● **What this task involves**
The output should be limited to the line holding "Could you please annotate the silver" and the lines after it through the end of the entries, each restated exactly.

[Available data]

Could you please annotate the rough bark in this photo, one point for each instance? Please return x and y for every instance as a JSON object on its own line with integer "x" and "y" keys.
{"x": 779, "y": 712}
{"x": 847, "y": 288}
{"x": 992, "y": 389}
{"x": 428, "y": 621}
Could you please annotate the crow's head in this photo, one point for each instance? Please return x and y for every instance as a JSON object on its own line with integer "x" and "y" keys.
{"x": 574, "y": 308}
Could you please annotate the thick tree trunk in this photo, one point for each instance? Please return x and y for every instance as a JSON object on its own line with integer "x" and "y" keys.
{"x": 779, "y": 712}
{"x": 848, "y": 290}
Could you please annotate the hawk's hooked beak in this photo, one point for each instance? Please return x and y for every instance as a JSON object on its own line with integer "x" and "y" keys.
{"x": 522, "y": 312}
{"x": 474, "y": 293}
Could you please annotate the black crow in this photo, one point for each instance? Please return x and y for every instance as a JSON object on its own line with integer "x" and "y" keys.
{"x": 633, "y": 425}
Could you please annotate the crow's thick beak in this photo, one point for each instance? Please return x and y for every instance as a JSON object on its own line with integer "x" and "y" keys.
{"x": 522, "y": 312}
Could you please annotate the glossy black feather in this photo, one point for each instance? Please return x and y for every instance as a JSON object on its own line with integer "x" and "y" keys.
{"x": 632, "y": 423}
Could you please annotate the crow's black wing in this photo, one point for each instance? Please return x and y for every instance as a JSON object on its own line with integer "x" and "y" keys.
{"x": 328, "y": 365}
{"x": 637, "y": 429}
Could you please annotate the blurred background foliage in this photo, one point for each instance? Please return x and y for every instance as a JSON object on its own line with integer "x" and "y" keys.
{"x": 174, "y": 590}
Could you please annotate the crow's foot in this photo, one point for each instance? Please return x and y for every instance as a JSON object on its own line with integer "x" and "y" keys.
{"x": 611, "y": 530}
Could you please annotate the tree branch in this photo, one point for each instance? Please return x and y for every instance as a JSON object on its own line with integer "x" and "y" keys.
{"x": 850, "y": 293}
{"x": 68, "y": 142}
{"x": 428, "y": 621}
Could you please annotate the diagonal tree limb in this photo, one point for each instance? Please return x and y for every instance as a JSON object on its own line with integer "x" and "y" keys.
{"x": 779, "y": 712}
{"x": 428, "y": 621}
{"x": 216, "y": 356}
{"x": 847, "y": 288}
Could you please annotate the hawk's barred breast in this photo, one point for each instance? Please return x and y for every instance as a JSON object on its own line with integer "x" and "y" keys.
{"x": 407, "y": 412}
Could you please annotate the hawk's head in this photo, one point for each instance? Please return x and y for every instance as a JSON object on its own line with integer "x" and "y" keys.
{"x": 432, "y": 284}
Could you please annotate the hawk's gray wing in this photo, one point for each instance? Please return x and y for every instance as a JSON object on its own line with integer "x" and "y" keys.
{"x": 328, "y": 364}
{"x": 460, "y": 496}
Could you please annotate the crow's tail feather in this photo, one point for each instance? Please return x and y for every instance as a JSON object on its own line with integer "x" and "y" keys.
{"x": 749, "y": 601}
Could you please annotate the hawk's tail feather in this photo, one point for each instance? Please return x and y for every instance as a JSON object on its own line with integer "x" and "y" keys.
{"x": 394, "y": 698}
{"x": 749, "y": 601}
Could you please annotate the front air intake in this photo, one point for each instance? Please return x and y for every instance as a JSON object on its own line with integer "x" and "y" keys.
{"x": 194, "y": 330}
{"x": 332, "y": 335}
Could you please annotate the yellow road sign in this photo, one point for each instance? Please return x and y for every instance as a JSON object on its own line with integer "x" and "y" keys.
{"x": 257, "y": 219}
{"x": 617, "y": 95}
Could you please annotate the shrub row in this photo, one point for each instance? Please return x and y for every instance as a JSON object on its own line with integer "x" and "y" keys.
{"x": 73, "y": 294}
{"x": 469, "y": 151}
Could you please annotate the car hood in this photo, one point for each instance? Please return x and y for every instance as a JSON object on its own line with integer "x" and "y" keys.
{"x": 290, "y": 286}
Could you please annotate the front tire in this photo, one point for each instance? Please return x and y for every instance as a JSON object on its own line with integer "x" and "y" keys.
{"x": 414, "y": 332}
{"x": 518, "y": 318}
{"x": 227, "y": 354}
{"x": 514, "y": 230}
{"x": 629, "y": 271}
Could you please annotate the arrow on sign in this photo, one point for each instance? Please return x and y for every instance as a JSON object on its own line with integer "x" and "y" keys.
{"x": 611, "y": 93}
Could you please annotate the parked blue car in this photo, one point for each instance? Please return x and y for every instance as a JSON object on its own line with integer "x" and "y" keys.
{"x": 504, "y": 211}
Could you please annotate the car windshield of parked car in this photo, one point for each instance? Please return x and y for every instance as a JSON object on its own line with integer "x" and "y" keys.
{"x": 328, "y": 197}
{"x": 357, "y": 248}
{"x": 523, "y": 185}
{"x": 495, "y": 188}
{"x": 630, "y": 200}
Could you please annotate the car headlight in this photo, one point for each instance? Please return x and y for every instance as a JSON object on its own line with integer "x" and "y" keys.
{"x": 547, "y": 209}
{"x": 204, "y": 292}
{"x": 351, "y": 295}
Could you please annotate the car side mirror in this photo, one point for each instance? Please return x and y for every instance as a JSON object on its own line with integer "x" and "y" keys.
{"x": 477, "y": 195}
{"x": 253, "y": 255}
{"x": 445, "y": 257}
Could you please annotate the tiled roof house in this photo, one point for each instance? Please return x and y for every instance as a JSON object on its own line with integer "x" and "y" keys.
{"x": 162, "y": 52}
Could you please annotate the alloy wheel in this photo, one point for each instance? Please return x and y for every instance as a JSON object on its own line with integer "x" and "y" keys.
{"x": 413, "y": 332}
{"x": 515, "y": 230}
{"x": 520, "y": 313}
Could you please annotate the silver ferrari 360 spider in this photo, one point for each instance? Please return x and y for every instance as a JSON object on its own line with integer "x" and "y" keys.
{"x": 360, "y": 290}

[/Available data]

● **Answer section**
Could you please annotate the silver ferrari 360 spider in this photo, one point for each instance? Please return x and y for every instance as a JSON object on its own line with integer "x" and "y" keys.
{"x": 360, "y": 290}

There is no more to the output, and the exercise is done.